■ EXTRAIT DU TEXTE:

- - -

« Il faut sauver le moindre euro de chiffre d’affaires »

Mathieu Mollière, Directeur Marketing et Innovation du Groupe Frey.

Face à la crise sanitaire, le groupe Frey a mis en place un fonds de soutien à destination de ses locataires et pousse pour une réouverture rapide des commerces.

Mathieu Mollière, en réaction au premier confinement et pour venir en aide à vos locataires touchés par celui-ci, le groupe Frey a mis en place en avril un fonds de soutien doté de 15 M€ ? De quoi s’agit-il ?

Peu après l’annonce du 1er confinement par le Gouvernement, le 16 mars dernier, nous avons décidé d’accompagner nos commerçants – locataires afin de traverser au mieux ensemble cette crise sans précédent. Nous avons créé un fonds de soutien de 15 M€ afin de neutraliser le poids de leurs loyers non seulement pendant la période de fermeture, mais également durant les trois mois suivant leurs réouvertures. De manière pratique, grâce à ce fonds, nous avons pris en charge l’intégralité du loyer des commerçants pendant les fermetures du 1er confinement. C’est un acte fort qui traduit bien l’état d’esprit solidaire que Frey cultive avec ses enseignes partenaires depuis de très nombreuses années. 

Près de trois locataires sur quatre y ont recours, comment cela se traduit-il dans les faits ?

Tous les commerçants n’étaient pas « éligibles » pour bénéficier de ce fonds pour la simple et bonne raison que certains d’entre-deux sont restés ouverts pendant le confinement. C’est le cas des commerces dits « essentiels ». 

Quels accords sont passés aujourd’hui avec les locataires dont les commerces sont fermés ? Que pensez-vous de la proposition de Bruno Le Maire d’annuler purement et simplement les loyers ?

Pour ce second confinement, la liste des commerces « essentiels » a été revue à la hausse par le Gouvernement. De plus, de nombreux commerçants se sont organisés pour ne pas fermer totalement et nous les avons accompagnés en leur proposant la mise en place de solutions de click & collect en « drive ». À ce jour 44% de nos locataires ont une activité commerciale. La situation est donc différente. Mais nous ne laisserons personne sur le bord du chemin et nous allons continuer à accompagner ceux qui en auront besoin. Les récentes discussions entre les fédérations des commerçants et celles des bailleurs ont abouti à un consensus sur le principe du crédit d’impôt au profit des bailleurs qui annuleront les loyers de novembre. Nous respecterons cet engagement. 

Cet été vous avez annoncé une « excellente reprise d’activité pour les centres commerciaux de plein air avec une hausse de 16% des chiffres d’affaires depuis le 11 mai ». Vous avez été freiné en pleine reprise avec ce 2e confinement ?

- - -

Enregistrements sources:
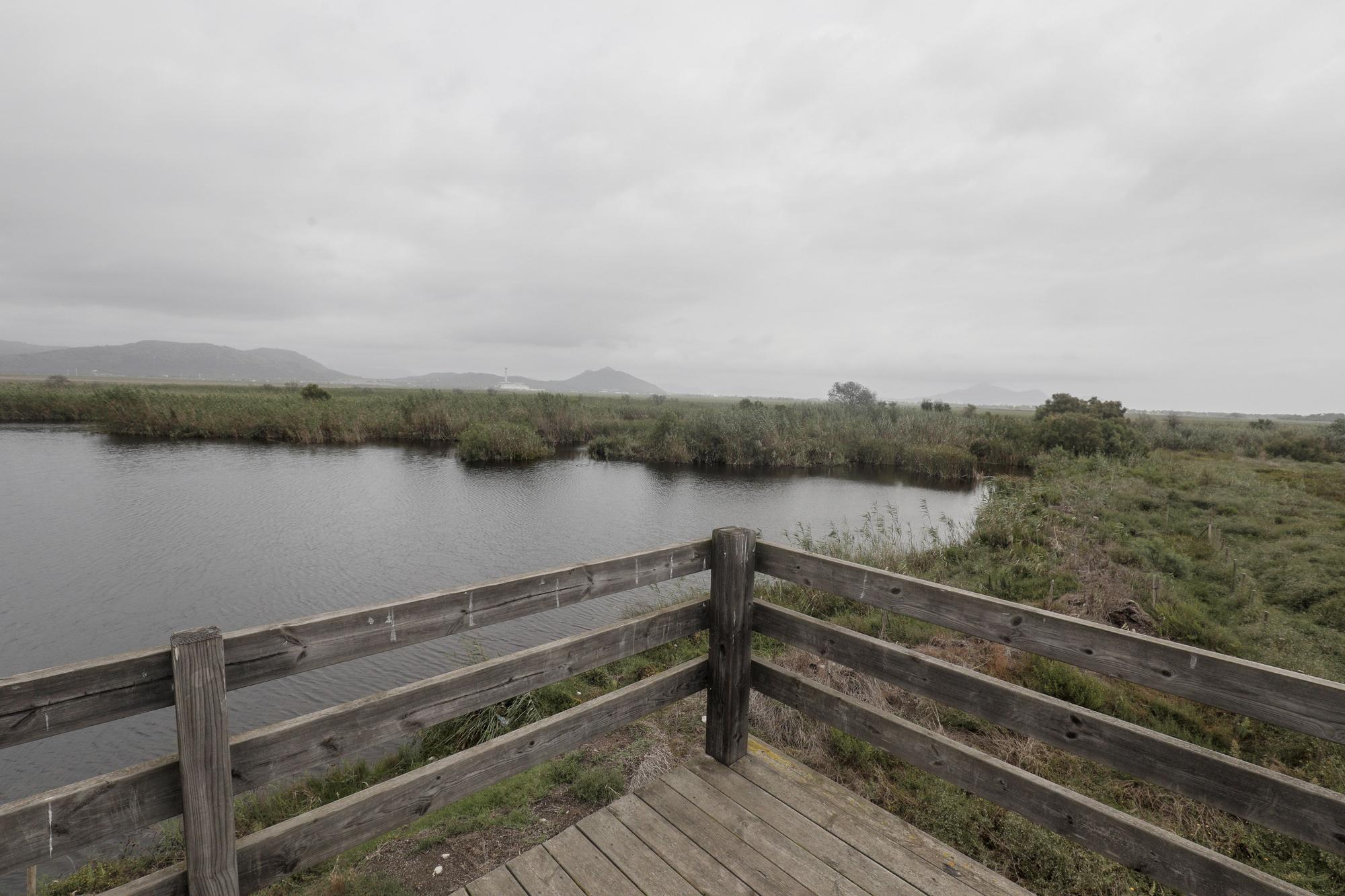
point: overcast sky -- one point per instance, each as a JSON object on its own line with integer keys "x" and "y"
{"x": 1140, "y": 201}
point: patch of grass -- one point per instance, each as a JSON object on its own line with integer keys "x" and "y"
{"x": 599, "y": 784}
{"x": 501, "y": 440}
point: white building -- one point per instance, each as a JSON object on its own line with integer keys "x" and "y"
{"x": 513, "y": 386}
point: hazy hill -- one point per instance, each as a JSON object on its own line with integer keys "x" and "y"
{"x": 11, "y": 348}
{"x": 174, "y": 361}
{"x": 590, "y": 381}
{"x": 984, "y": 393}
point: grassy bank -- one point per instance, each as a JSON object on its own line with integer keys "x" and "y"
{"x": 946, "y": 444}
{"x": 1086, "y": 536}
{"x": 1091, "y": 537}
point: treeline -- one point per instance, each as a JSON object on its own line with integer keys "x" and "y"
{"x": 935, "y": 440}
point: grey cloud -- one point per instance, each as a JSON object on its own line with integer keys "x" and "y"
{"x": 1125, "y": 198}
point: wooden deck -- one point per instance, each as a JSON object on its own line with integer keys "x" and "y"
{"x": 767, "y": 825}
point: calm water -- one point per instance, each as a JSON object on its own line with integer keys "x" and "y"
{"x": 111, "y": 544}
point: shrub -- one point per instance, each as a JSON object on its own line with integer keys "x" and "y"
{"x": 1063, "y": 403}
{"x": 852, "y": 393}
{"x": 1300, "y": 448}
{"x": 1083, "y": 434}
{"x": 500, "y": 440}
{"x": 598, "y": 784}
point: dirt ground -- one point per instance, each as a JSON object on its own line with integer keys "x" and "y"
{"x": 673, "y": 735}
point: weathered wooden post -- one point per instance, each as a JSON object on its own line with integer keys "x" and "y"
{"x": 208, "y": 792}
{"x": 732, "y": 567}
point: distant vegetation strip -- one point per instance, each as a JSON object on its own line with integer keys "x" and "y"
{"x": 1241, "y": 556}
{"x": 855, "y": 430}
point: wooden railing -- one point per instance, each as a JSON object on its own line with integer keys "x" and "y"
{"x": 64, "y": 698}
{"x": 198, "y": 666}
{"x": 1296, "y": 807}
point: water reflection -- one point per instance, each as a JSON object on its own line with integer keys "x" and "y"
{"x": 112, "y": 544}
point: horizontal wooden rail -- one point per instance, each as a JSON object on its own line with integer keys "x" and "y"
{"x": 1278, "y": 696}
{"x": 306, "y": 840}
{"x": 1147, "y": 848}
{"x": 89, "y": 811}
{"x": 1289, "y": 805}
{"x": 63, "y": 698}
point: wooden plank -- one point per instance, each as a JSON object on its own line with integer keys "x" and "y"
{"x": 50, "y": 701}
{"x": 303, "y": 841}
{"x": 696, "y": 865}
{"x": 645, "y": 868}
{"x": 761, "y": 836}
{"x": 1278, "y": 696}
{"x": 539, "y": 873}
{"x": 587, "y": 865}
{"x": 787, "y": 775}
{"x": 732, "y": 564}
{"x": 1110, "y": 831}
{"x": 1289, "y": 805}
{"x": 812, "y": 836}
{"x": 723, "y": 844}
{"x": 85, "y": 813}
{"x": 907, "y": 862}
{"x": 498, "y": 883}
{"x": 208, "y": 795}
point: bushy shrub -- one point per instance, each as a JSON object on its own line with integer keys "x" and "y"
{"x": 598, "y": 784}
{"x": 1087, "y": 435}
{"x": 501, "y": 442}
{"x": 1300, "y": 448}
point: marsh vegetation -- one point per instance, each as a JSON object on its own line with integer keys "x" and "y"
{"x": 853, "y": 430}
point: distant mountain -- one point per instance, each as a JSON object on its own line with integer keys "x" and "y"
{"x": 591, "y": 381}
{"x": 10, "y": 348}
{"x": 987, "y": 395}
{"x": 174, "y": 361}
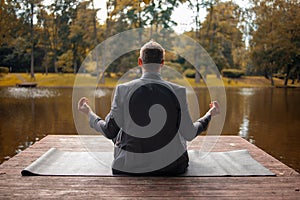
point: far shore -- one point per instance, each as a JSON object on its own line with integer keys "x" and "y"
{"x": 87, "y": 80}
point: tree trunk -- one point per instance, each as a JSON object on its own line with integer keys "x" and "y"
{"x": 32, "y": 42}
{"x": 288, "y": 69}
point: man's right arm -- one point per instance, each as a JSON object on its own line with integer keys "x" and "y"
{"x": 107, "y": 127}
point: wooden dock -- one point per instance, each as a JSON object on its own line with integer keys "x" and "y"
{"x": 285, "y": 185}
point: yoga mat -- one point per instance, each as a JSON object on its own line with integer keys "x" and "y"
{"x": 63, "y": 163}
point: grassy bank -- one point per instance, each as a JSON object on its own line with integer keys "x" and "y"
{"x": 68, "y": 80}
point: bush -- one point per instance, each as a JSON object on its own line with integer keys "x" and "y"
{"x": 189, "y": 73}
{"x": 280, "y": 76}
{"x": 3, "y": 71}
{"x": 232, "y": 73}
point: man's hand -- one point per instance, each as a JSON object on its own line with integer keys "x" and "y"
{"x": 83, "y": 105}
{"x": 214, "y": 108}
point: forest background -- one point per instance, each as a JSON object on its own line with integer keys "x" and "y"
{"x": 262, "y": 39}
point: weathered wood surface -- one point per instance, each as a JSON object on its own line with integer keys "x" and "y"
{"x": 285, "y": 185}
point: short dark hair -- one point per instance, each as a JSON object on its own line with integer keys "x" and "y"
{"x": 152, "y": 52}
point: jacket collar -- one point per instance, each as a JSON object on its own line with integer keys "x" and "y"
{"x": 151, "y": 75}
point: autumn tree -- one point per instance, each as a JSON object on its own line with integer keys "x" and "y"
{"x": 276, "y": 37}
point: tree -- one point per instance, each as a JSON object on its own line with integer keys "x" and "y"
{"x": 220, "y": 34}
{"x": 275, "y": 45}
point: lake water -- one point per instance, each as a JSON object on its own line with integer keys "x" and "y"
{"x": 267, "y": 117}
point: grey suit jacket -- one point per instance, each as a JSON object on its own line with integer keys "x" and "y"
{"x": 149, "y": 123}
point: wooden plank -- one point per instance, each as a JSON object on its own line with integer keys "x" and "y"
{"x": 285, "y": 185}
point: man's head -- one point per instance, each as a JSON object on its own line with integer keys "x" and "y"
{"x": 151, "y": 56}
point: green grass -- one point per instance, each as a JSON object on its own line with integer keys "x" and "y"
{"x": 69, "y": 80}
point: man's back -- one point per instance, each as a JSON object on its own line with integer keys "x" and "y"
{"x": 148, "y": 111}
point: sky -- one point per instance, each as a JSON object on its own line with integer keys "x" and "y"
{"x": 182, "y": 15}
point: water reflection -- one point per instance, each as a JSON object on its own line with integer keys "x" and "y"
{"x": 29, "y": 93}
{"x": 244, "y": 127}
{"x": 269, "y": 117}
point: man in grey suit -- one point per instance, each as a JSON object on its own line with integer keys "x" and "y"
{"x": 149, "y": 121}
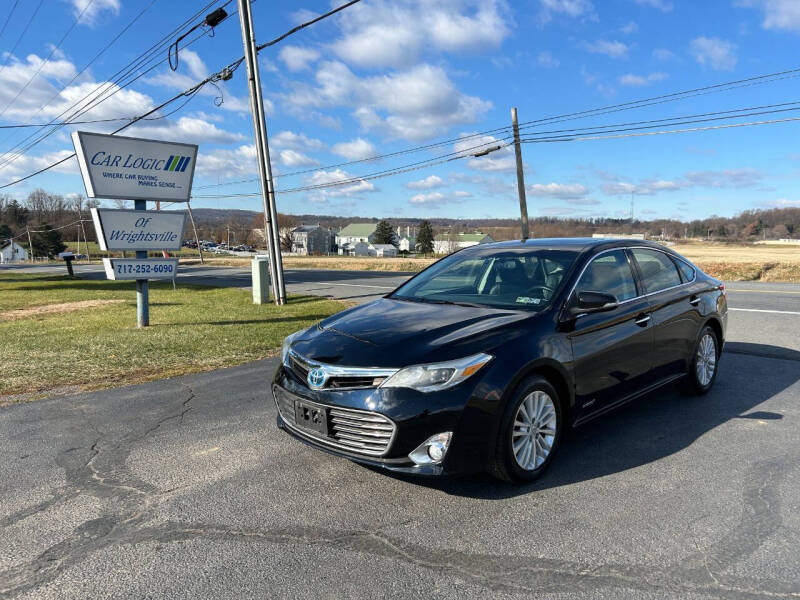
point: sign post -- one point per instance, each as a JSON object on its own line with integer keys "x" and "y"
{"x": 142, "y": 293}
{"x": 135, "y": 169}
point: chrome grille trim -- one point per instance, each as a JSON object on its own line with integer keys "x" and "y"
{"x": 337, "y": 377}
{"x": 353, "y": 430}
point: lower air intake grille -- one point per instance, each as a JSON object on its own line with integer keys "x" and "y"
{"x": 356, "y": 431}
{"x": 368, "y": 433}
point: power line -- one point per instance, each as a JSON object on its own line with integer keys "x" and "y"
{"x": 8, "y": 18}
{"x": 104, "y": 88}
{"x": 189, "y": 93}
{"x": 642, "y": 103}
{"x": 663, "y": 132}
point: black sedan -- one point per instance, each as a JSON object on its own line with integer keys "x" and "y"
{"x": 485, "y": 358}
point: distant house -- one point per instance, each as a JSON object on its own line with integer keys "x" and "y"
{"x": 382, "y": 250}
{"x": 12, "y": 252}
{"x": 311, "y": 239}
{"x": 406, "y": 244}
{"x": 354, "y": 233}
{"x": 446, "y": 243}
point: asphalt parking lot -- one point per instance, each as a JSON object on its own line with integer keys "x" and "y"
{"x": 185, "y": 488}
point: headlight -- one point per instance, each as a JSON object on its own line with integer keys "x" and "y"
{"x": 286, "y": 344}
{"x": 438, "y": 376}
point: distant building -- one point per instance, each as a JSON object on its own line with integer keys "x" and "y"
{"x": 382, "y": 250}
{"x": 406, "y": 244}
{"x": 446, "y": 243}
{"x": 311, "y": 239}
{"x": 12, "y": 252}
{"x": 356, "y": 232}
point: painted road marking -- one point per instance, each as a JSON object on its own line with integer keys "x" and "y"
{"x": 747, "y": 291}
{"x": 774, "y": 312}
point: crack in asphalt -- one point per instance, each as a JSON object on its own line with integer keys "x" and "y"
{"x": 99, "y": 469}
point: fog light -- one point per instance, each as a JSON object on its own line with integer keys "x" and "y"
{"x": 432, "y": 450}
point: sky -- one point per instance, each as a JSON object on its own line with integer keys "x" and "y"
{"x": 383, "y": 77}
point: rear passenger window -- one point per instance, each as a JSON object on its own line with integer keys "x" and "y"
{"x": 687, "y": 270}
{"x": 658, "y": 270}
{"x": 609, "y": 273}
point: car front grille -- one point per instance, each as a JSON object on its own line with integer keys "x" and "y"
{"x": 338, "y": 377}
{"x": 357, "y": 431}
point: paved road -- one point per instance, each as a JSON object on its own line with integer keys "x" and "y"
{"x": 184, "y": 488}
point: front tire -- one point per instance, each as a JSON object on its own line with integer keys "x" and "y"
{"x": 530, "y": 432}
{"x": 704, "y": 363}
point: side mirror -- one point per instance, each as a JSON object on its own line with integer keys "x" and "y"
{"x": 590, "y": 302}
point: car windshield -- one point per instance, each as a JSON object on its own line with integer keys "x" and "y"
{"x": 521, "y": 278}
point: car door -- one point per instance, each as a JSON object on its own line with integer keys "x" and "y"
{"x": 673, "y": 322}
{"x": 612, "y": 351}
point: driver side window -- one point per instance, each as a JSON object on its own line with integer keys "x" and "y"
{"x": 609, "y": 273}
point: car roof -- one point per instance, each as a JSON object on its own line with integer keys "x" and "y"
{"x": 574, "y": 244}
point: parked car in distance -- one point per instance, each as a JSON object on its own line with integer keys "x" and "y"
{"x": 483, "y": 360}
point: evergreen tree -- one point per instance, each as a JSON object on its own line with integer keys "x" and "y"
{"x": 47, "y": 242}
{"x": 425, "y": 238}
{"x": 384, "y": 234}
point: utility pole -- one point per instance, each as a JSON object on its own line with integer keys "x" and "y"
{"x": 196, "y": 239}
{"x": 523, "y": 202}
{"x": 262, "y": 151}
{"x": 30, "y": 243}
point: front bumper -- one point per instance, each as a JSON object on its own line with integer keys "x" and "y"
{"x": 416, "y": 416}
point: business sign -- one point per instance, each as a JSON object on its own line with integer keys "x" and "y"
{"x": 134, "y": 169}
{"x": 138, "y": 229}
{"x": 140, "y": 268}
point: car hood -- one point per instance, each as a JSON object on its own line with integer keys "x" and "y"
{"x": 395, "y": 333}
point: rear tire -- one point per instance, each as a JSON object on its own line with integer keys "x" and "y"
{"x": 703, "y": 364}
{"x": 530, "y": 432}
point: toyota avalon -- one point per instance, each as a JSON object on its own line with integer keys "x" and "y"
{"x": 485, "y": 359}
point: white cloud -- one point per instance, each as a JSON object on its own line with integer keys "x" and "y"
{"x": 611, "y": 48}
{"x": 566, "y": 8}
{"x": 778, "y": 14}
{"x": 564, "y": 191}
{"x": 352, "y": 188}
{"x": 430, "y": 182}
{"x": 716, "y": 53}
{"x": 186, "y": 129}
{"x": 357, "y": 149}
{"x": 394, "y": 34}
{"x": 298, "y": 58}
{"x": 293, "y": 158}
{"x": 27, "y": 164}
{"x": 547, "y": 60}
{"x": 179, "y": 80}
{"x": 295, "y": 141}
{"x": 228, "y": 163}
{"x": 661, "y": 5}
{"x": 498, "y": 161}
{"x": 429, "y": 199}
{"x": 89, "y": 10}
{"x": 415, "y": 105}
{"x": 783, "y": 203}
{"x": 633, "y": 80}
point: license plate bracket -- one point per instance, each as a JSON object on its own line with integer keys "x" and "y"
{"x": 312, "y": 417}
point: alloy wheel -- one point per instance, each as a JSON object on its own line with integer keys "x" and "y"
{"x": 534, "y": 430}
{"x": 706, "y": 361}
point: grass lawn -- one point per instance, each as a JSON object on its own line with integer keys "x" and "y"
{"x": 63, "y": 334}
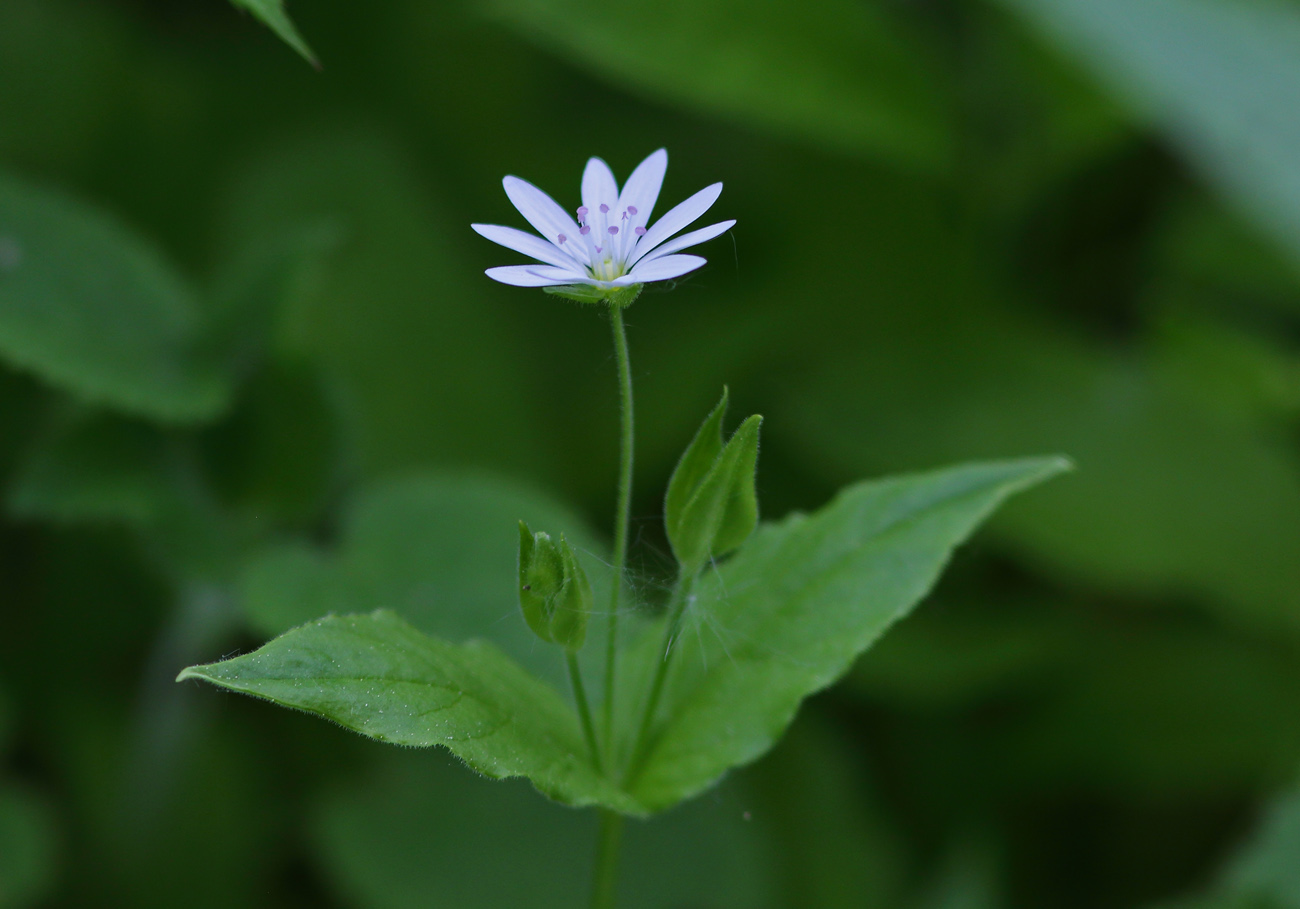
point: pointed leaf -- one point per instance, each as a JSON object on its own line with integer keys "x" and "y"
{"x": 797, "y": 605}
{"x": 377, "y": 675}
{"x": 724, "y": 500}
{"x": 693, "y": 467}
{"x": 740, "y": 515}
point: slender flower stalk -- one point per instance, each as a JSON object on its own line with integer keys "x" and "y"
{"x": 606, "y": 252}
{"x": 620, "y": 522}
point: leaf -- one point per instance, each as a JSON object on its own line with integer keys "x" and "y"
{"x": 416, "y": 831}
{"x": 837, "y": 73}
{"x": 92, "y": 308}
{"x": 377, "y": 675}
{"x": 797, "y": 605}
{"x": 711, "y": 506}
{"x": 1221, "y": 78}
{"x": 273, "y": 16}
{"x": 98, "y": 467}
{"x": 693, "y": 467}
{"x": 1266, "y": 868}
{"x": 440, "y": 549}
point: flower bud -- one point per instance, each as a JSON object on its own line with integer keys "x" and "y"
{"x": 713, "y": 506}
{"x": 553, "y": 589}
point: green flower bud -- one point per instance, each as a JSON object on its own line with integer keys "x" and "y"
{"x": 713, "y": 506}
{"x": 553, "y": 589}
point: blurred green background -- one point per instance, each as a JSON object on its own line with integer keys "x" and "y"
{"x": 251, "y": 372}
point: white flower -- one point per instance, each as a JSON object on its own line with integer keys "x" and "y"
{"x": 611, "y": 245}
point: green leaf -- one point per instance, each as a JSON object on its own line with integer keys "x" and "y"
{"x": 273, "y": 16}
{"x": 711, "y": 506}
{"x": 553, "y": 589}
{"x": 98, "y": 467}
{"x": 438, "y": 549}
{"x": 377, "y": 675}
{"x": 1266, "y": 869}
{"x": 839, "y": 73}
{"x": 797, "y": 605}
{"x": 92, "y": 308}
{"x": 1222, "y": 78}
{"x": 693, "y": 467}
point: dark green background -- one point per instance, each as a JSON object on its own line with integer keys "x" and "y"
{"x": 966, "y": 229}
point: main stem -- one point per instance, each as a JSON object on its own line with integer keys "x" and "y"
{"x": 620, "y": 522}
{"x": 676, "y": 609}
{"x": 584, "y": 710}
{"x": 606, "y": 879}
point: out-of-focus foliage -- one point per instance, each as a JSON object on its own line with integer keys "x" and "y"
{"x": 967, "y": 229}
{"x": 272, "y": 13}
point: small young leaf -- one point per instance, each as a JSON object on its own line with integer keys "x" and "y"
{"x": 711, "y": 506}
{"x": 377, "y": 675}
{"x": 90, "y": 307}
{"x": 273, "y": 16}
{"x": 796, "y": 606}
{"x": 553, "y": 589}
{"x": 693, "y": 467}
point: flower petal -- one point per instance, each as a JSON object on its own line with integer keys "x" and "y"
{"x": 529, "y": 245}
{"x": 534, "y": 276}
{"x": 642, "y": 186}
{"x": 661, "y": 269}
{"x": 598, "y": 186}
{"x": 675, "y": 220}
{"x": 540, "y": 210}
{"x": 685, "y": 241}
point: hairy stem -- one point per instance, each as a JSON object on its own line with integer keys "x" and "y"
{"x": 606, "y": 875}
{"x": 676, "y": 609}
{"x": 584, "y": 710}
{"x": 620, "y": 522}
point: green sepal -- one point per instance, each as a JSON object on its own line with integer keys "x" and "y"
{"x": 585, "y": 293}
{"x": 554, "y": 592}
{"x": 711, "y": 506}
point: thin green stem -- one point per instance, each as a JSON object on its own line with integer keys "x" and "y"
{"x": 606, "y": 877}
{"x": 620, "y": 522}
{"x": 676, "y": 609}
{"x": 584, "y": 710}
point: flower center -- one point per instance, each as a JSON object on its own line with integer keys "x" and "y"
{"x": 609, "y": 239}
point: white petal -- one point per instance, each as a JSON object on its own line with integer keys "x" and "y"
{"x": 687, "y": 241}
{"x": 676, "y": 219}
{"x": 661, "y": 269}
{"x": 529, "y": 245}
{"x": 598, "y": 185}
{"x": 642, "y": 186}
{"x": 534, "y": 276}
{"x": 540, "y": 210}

- - -

Reproduisez mot pour mot le passage de l'entretien sur le groupe Frey qui s'ouvre sur les mots « Tous les commerçants » et se referme sur « les loyers ? ». Les lignes ne jouent aucun rôle ici.

Tous les commerçants n’étaient pas « éligibles » pour bénéficier de ce fonds pour la simple et bonne raison que certains d’entre-deux sont restés ouverts pendant le confinement. C’est le cas des commerces dits « essentiels ». 

Quels accords sont passés aujourd’hui avec les locataires dont les commerces sont fermés ? Que pensez-vous de la proposition de Bruno Le Maire d’annuler purement et simplement les loyers ?